Image-grounded pointing data
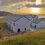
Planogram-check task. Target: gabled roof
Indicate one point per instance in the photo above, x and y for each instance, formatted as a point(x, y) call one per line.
point(18, 16)
point(39, 20)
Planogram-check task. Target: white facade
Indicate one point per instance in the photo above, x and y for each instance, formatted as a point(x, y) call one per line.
point(20, 23)
point(40, 24)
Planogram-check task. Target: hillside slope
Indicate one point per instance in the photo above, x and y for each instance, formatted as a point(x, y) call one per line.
point(29, 38)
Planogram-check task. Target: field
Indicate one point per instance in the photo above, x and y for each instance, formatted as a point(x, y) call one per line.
point(3, 29)
point(27, 38)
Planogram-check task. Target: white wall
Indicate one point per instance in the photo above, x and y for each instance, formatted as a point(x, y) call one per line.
point(22, 24)
point(41, 24)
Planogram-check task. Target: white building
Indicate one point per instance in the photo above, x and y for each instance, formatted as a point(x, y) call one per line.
point(40, 23)
point(20, 23)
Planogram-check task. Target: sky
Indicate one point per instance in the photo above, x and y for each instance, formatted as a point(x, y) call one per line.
point(10, 6)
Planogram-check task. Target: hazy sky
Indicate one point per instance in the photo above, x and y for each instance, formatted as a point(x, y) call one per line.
point(6, 5)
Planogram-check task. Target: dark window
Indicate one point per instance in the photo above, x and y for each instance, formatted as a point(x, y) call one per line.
point(0, 27)
point(35, 26)
point(25, 29)
point(18, 29)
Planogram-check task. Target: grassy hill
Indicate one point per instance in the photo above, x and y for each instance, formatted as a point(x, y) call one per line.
point(29, 38)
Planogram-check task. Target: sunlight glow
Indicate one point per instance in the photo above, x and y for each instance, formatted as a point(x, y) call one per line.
point(38, 2)
point(35, 10)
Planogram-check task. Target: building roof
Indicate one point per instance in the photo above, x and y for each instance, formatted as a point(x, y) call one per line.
point(16, 17)
point(39, 20)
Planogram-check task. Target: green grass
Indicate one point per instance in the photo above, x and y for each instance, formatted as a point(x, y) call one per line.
point(4, 30)
point(2, 20)
point(30, 38)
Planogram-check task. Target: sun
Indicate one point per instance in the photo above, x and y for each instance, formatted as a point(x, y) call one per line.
point(38, 2)
point(35, 10)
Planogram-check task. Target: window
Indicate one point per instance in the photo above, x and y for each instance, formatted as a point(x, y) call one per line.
point(25, 29)
point(18, 30)
point(14, 24)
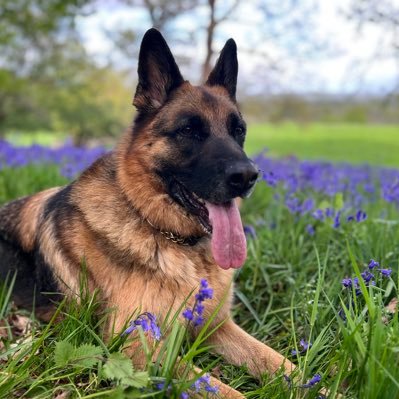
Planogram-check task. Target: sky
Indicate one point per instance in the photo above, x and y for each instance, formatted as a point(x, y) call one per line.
point(346, 60)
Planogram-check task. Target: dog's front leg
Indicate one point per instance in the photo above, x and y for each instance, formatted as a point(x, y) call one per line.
point(239, 348)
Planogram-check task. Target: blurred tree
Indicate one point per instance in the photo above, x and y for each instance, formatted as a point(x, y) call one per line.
point(384, 13)
point(280, 21)
point(48, 81)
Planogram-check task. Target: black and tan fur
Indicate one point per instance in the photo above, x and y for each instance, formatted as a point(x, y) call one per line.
point(113, 214)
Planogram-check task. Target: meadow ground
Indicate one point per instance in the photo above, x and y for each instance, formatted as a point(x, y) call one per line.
point(308, 288)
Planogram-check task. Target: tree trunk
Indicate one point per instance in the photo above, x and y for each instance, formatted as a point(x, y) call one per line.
point(210, 32)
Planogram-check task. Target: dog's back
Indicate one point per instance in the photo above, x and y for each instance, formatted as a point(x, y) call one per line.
point(19, 226)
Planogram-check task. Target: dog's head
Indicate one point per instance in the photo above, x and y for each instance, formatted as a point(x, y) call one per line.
point(193, 138)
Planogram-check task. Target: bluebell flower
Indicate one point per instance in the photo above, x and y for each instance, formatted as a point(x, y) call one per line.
point(372, 264)
point(329, 212)
point(250, 231)
point(367, 276)
point(318, 214)
point(385, 272)
point(312, 382)
point(195, 315)
point(310, 230)
point(270, 179)
point(347, 282)
point(204, 383)
point(148, 322)
point(337, 221)
point(188, 314)
point(304, 345)
point(360, 216)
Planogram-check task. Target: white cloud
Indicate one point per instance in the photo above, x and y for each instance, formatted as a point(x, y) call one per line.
point(354, 53)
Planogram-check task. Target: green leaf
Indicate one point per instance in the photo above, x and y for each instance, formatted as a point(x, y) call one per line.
point(119, 367)
point(87, 355)
point(63, 352)
point(84, 356)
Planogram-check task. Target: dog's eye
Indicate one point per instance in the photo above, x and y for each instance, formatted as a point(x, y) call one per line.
point(186, 130)
point(239, 131)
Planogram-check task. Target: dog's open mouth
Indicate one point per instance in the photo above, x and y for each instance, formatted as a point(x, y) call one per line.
point(222, 221)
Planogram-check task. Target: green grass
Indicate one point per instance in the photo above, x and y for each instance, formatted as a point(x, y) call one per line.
point(290, 288)
point(42, 137)
point(375, 144)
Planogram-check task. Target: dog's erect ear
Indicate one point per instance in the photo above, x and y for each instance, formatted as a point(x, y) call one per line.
point(226, 69)
point(158, 73)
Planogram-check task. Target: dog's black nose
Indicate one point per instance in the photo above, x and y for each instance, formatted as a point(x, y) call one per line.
point(241, 177)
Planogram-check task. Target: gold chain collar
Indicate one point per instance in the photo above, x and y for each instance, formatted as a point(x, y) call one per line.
point(176, 238)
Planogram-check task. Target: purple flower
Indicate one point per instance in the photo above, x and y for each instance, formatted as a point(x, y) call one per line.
point(360, 216)
point(367, 276)
point(337, 221)
point(329, 212)
point(288, 380)
point(318, 214)
point(148, 322)
point(310, 230)
point(270, 179)
point(188, 314)
point(347, 282)
point(204, 383)
point(373, 264)
point(385, 272)
point(313, 381)
point(304, 345)
point(250, 231)
point(195, 314)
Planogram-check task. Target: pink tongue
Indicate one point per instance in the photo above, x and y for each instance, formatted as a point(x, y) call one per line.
point(229, 247)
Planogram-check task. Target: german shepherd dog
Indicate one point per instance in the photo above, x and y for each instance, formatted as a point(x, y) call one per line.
point(155, 215)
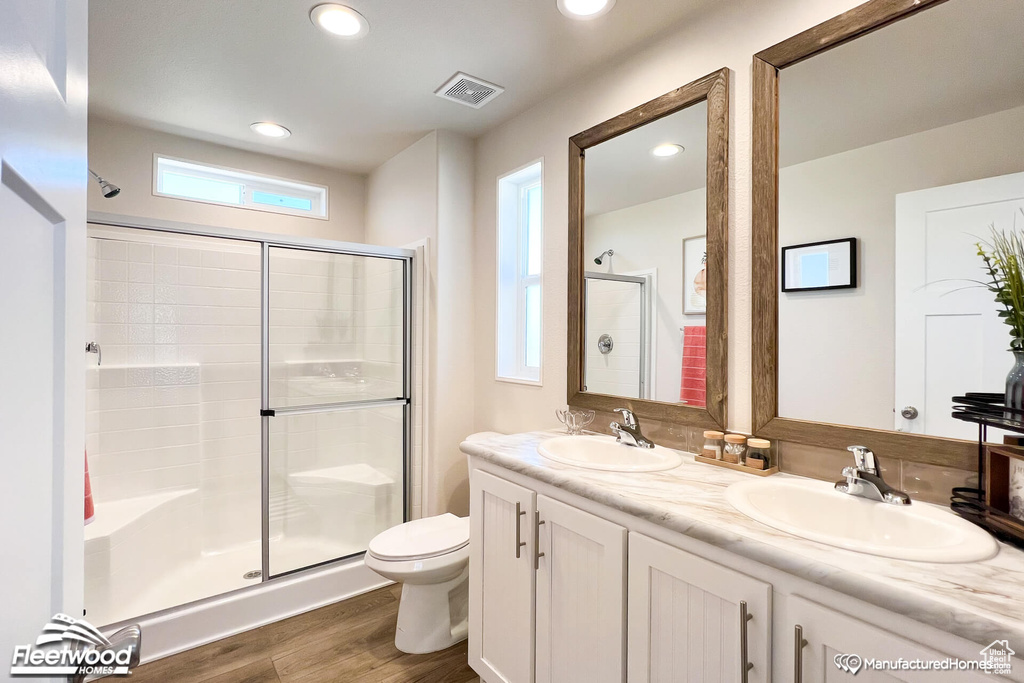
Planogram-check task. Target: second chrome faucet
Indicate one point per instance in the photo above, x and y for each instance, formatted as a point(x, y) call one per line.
point(864, 479)
point(629, 432)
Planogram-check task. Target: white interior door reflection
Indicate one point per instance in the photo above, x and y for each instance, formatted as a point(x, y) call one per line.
point(949, 338)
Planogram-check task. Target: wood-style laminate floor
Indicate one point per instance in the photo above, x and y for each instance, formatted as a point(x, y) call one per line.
point(347, 641)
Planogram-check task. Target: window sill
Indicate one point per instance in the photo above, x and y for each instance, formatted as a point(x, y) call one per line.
point(517, 380)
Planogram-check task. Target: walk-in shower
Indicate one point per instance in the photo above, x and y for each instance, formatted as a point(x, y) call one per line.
point(250, 417)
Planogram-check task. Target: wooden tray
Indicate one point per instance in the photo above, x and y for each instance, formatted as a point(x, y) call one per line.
point(736, 467)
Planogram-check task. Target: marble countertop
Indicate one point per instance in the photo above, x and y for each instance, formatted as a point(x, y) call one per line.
point(980, 601)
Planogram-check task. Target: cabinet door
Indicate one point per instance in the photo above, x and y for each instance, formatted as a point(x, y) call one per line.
point(835, 640)
point(686, 621)
point(501, 580)
point(581, 596)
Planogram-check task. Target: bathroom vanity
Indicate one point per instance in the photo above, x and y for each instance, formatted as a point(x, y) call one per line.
point(580, 574)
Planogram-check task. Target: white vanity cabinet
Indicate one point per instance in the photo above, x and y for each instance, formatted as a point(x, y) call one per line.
point(694, 621)
point(502, 602)
point(598, 596)
point(825, 634)
point(556, 611)
point(581, 596)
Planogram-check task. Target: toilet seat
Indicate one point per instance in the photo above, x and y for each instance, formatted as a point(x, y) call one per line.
point(421, 539)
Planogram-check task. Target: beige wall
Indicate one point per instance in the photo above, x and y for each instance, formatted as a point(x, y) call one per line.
point(426, 193)
point(832, 369)
point(724, 36)
point(123, 154)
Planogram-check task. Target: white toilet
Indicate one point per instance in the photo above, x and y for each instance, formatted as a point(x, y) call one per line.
point(430, 558)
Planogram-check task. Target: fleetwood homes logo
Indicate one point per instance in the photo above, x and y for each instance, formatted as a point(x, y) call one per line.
point(73, 647)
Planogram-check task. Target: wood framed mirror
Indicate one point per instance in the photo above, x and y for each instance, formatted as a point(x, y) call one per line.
point(868, 126)
point(648, 240)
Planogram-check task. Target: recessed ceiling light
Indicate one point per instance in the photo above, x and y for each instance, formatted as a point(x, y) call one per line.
point(270, 129)
point(585, 9)
point(340, 20)
point(667, 150)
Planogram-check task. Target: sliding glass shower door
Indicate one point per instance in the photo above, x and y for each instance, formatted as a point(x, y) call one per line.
point(336, 403)
point(248, 409)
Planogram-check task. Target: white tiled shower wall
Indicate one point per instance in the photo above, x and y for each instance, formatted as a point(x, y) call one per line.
point(613, 307)
point(175, 404)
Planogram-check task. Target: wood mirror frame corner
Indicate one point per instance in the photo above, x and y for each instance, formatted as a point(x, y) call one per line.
point(767, 63)
point(714, 89)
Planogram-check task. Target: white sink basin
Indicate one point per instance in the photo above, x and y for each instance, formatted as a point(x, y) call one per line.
point(602, 453)
point(814, 510)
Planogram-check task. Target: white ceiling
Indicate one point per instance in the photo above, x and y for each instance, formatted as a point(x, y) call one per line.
point(623, 172)
point(957, 60)
point(207, 69)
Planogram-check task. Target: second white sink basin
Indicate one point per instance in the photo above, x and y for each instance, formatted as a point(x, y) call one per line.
point(814, 510)
point(602, 453)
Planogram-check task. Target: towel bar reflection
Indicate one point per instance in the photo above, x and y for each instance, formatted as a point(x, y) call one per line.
point(93, 347)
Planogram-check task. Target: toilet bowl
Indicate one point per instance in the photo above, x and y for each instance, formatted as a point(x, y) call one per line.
point(430, 558)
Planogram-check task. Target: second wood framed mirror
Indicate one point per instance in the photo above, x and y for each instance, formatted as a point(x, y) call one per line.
point(895, 128)
point(648, 240)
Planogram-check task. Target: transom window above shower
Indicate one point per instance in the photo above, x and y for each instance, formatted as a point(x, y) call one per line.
point(520, 248)
point(182, 179)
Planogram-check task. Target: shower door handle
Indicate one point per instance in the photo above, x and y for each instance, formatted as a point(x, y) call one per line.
point(93, 347)
point(519, 543)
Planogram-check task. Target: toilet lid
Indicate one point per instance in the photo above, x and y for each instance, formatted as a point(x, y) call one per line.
point(422, 539)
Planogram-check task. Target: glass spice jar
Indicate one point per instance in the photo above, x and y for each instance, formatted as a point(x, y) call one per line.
point(758, 454)
point(714, 442)
point(735, 446)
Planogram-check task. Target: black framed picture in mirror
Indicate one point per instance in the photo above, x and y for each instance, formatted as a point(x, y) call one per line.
point(830, 264)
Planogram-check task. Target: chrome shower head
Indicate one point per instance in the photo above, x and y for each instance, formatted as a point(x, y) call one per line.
point(108, 188)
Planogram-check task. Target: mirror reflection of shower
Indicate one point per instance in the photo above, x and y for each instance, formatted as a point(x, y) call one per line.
point(109, 189)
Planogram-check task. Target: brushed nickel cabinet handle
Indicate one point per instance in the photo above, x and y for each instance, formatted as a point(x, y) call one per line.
point(519, 543)
point(537, 540)
point(798, 653)
point(744, 666)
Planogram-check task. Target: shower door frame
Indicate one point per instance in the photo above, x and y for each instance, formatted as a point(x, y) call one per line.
point(266, 241)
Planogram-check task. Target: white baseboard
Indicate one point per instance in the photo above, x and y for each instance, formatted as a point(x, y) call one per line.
point(181, 629)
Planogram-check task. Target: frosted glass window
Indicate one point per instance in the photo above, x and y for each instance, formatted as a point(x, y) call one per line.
point(520, 251)
point(212, 184)
point(535, 241)
point(206, 189)
point(281, 200)
point(532, 330)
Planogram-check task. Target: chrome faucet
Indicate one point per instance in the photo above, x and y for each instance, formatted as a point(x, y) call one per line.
point(864, 479)
point(629, 432)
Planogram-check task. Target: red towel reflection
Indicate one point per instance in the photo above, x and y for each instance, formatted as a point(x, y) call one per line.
point(90, 509)
point(693, 385)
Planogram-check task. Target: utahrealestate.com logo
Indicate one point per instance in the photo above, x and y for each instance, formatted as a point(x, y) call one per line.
point(70, 647)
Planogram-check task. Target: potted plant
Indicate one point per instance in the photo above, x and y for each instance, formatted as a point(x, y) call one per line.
point(1004, 260)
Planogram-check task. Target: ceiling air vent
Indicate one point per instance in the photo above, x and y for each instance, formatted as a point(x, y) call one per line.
point(469, 90)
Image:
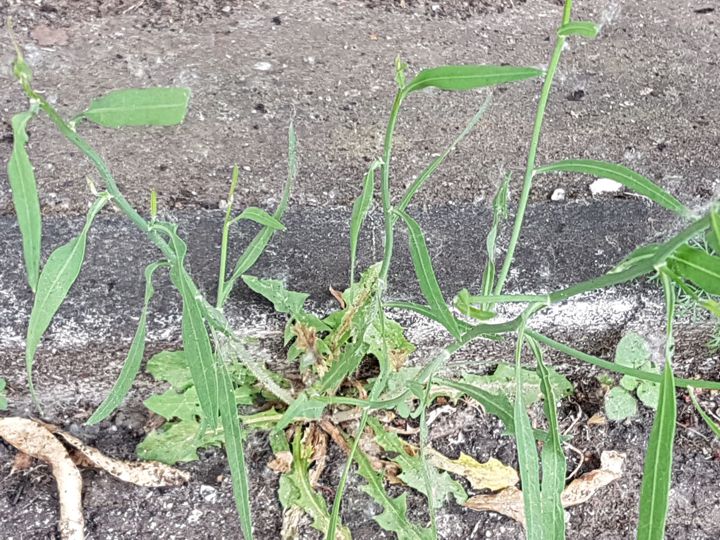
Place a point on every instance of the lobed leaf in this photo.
(139, 107)
(426, 276)
(134, 357)
(586, 29)
(57, 277)
(468, 77)
(24, 194)
(698, 266)
(627, 177)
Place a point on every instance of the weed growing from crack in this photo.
(215, 372)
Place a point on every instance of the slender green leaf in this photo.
(283, 301)
(500, 212)
(134, 358)
(554, 466)
(468, 77)
(3, 397)
(361, 207)
(24, 194)
(418, 183)
(425, 312)
(258, 244)
(586, 29)
(657, 470)
(714, 235)
(604, 364)
(426, 276)
(705, 416)
(139, 107)
(261, 217)
(57, 277)
(698, 266)
(234, 441)
(527, 456)
(630, 179)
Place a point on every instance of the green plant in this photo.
(3, 397)
(634, 352)
(215, 372)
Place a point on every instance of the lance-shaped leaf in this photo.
(468, 77)
(426, 275)
(657, 470)
(139, 107)
(25, 198)
(698, 266)
(586, 29)
(134, 358)
(627, 177)
(261, 217)
(361, 207)
(58, 275)
(196, 342)
(258, 244)
(554, 466)
(234, 441)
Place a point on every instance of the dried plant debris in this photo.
(45, 442)
(509, 501)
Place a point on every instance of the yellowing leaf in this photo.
(493, 474)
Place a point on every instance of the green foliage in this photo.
(3, 396)
(179, 439)
(131, 367)
(296, 490)
(139, 107)
(632, 351)
(57, 277)
(21, 176)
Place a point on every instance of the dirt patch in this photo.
(634, 95)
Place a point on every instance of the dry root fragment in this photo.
(140, 473)
(509, 501)
(35, 440)
(282, 462)
(40, 441)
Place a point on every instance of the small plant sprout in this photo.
(329, 398)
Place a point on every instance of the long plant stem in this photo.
(532, 153)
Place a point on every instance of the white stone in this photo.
(605, 185)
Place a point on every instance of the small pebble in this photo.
(263, 66)
(605, 185)
(558, 195)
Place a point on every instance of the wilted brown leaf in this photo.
(493, 474)
(509, 501)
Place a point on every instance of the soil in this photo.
(642, 94)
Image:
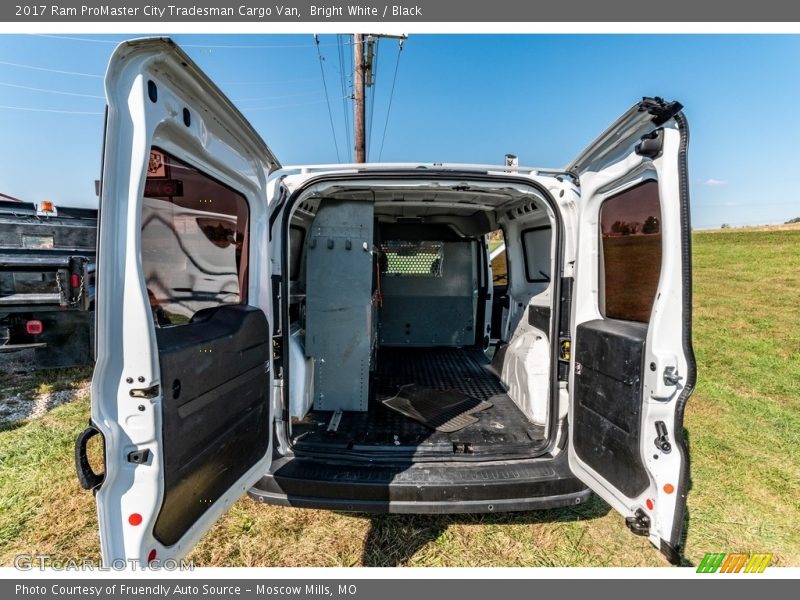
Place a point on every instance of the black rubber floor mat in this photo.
(443, 410)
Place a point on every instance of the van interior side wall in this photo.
(427, 301)
(522, 359)
(427, 293)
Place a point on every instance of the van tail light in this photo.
(34, 327)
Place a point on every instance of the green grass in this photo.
(743, 423)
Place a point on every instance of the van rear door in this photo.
(182, 385)
(633, 367)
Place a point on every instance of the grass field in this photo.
(743, 423)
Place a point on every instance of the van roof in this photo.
(422, 167)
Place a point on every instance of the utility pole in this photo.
(359, 93)
(363, 77)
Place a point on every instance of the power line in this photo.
(327, 99)
(391, 97)
(299, 94)
(374, 72)
(47, 70)
(216, 46)
(285, 106)
(345, 111)
(50, 110)
(46, 91)
(274, 82)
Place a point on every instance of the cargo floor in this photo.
(502, 428)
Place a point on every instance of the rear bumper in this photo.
(421, 488)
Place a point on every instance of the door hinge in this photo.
(662, 438)
(139, 457)
(651, 145)
(671, 376)
(639, 523)
(661, 110)
(149, 393)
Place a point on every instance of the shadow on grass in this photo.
(392, 540)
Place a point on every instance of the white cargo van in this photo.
(332, 336)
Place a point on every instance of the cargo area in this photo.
(390, 342)
(380, 429)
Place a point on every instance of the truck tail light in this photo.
(34, 327)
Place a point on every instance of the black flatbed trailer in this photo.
(47, 282)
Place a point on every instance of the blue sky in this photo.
(457, 98)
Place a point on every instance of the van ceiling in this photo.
(472, 209)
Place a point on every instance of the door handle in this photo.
(88, 479)
(671, 376)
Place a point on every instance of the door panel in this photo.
(633, 368)
(608, 401)
(182, 384)
(215, 410)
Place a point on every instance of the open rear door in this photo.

# TASK TO CARRY OUT
Taking the line with "Planogram-check task. Target: window sill" as the first and the line with "Planogram-check task. Target: marble" as the last, retype that stretch of the data above exactly, with no other lines.

# TASK SOLUTION
Planogram-check task. Target: window sill
Indicate one point per instance in the photo above, x and y for each instance, formatted as a point(x, y) call one per line.
point(517, 380)
Planogram-check task. Target: walk-in shower
Indicate one point per instance in the photo above, x and y for each instance, formatted as a point(x, y) call one per line.
point(250, 417)
Planogram-check task. Target: wooden tray
Indicate one point per instance in the photo above, x and y for each instance, formatted as a point(x, y) call one per line.
point(736, 467)
Planogram-check task. Target: marble countertop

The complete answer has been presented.